Down-Syndrom: Das verschwindende Kind
Emma hat eben ihren ersten Geburtstag gefeiert. Sie ist klein. Eigentlich könnte man sie für halb so alt halten. In ihrer Lebensphase ist das noch kein Vorteil. Sie kann noch nicht sitzen. Andere Kinder sind dazu meist mit sechs bis acht Monaten in der Lage. Aber Emma kann lachen. Mit Sorgenfalten auf der Stirn in die Welt schauen. Und richtig wütend brüllen, wenn sie findet, dass ihr eigentlich längst die Milchflasche zustünde.
Emma besitzt das 21. Chromosom aufgrund einer unüblichen Verteilung des Erbguts in dreifacher Ausführung; sie ist ein Down-Syndrom-Baby. Viele Dinge wird sie mit hoher Wahrscheinlichkeit nie erlernen. Ein völlig selbstbestimmtes Leben wird sie nie führen können. Aber mit der entsprechenden Förderung und Unterstützung wird sie klar sprechen und später lesen, rechnen und schreiben lernen. Einen Schulabschluss machen. Einen Beruf ausüben. Sie kann mit einer durchschnittlichen Lebenserwartung von siebzig Jahren rechnen. Die irische Großmutter hat sich bei Emma durchgesetzt: Sie ist rothaarig. Zufrieden gurgelt sie Mamamama und tätschelt das Gesicht ihrer Mutter. Evelyne Faye ist Französin und mit dem profil-Fotografen Philipp Horak verheiratet.

Ausgangsdaten:

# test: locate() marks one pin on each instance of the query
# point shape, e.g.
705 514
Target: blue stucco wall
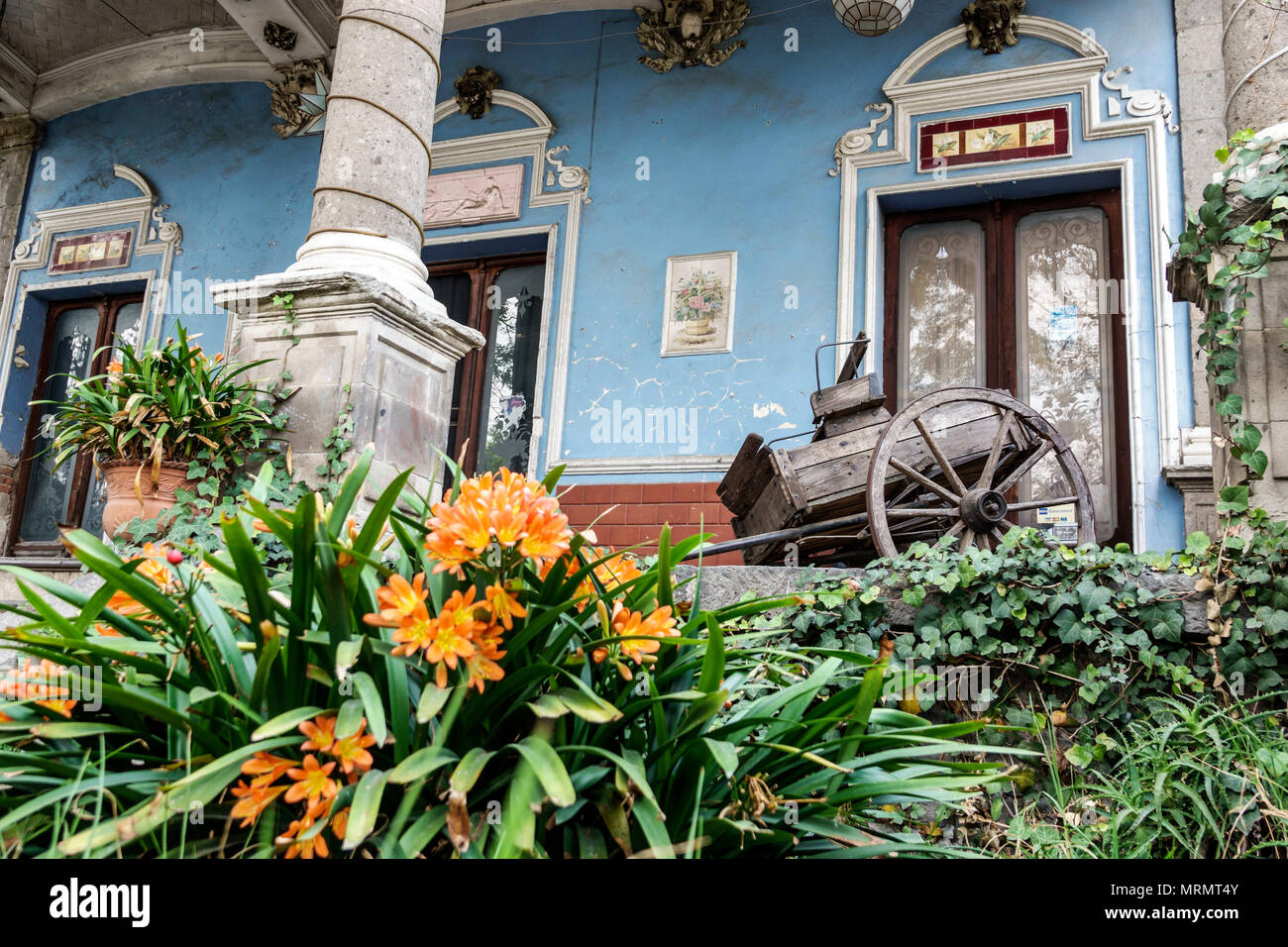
738 158
240 193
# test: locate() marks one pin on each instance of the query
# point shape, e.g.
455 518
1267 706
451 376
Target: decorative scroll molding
1142 102
1077 77
570 176
858 141
154 237
548 172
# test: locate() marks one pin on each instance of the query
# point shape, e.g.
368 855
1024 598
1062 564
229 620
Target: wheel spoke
1014 476
939 457
923 480
996 451
914 512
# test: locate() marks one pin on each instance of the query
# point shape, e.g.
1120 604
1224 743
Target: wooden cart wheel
927 482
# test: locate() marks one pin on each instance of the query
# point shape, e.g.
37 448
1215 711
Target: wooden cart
952 463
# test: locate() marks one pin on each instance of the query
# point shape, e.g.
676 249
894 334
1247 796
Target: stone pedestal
364 350
370 342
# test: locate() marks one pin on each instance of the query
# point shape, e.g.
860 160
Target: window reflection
1064 324
511 369
940 307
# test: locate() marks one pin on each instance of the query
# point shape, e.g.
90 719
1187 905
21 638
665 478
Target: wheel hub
983 509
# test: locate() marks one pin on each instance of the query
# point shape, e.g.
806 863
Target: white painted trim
1129 302
503 98
154 236
692 463
1082 76
1041 27
666 302
552 232
548 170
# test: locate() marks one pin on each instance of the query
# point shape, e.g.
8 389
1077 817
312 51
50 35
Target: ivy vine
1225 247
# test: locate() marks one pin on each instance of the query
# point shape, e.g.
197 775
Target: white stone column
368 330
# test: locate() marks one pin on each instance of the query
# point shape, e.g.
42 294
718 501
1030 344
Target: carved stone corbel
475 90
299 98
991 24
691 33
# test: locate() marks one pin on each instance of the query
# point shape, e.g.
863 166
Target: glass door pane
510 382
454 291
50 492
940 307
1064 369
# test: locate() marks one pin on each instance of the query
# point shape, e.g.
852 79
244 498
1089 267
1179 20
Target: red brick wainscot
635 513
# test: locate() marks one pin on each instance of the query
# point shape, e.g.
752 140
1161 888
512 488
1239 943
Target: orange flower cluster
507 509
467 631
37 684
154 567
613 573
310 784
640 637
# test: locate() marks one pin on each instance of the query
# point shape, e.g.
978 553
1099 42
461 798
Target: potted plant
151 415
698 302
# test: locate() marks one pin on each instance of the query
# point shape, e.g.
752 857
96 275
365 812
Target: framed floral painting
697 317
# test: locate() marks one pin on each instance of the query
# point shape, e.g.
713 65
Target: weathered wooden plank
872 418
746 476
846 397
835 478
850 367
864 440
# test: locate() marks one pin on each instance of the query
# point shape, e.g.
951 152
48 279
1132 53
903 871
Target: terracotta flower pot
125 501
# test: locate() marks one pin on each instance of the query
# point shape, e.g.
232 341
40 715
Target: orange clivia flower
398 599
640 635
507 509
454 631
40 682
320 732
266 764
482 665
505 605
312 847
464 629
352 751
253 799
312 781
415 633
613 573
151 566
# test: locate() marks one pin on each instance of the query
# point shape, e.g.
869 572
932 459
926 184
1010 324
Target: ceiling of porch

Arbeitsaufträge:
1: Prüfen Sie, ob die folgenden Aussagen mit dem Lesetext übereinstimmen: (a) Emma kann mit einem Jahr bereits sitzen. (b) Emma ist rothaarig. (c) Emma wird ein völlig selbstbestimmtes Leben führen können. Beantworten Sie jede Aussage mit Ja oder Nein und zitieren Sie die entscheidenden Worte des Textes.
2: Mit welcher durchschnittlichen Lebenserwartung kann Emma laut dem Lesetext rechnen?
3: Nennen Sie alle Fähigkeiten und Ziele, die Emma laut dem Lesetext mit der entsprechenden Förderung und Unterstützung erreichen wird.

Lösungen:
1:
(a) Nein: „Sie kann noch nicht sitzen.“
(b) Ja: „Sie ist rothaarig.“
(c) Nein: „Ein völlig selbstbestimmtes Leben wird sie nie führen können.“

2: Mit siebzig Jahren.

3:
- klar sprechen
- lesen
- rechnen
- schreiben
- einen Schulabschluss machen
- einen Beruf ausüben